-- START Dataset extract --

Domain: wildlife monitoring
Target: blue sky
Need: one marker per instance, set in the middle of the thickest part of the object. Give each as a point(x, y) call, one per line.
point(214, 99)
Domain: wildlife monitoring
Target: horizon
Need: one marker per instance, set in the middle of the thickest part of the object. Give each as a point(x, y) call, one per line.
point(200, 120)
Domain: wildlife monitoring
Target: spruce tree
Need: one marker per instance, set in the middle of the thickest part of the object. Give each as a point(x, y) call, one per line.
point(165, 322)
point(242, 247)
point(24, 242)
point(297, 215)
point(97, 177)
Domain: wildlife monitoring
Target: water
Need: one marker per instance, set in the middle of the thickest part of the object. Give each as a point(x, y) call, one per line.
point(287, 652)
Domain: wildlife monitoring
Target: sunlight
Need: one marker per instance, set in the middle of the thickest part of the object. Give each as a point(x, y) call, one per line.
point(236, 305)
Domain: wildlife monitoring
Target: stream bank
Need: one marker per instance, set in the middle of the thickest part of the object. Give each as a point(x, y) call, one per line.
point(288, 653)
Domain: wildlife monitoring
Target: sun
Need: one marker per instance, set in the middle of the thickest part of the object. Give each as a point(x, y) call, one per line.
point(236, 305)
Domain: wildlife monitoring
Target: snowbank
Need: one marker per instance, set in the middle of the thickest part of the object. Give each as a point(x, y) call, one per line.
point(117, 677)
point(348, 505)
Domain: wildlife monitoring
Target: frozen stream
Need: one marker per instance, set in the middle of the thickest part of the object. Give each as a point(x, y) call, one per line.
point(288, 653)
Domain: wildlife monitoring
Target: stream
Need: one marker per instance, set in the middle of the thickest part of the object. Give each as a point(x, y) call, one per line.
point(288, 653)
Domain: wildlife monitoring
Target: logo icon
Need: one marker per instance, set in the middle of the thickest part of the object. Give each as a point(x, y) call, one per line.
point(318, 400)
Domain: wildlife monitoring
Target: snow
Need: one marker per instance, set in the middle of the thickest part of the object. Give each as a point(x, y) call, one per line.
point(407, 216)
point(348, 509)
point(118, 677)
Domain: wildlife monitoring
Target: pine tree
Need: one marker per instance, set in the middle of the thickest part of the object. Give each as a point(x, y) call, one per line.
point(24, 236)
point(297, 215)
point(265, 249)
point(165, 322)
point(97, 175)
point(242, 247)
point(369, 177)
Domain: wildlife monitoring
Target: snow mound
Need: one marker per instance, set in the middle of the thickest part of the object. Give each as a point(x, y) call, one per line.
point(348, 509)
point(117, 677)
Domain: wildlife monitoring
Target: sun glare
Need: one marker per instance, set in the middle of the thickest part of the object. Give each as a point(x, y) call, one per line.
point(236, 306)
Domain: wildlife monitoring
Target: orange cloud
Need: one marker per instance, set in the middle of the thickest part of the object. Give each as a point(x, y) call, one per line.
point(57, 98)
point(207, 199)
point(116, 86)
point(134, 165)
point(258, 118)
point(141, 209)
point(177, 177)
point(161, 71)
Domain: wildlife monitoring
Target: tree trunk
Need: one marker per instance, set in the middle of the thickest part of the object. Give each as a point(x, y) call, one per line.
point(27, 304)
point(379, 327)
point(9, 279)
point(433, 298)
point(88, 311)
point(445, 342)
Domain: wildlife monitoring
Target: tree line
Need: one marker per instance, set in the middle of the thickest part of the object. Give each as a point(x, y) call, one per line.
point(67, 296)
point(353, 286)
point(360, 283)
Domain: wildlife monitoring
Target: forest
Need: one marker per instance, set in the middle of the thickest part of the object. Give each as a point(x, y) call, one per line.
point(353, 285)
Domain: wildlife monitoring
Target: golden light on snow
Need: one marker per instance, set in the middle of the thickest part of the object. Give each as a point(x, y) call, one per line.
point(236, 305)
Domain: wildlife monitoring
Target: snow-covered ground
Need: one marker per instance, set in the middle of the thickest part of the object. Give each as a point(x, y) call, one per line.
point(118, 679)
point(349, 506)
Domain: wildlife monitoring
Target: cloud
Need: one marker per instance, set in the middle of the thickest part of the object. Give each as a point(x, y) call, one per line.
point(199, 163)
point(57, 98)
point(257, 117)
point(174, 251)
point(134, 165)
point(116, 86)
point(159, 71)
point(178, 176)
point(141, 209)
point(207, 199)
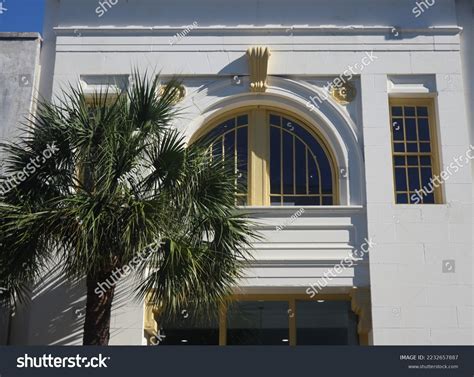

-- END Dataset extract --

Pick out every line in the entries above that contains the word "tree", and copy each one. Treat uppercase and lowercase as different.

Target: spruce tree
Target: pine tree
Target: tree trunk
Target: tree line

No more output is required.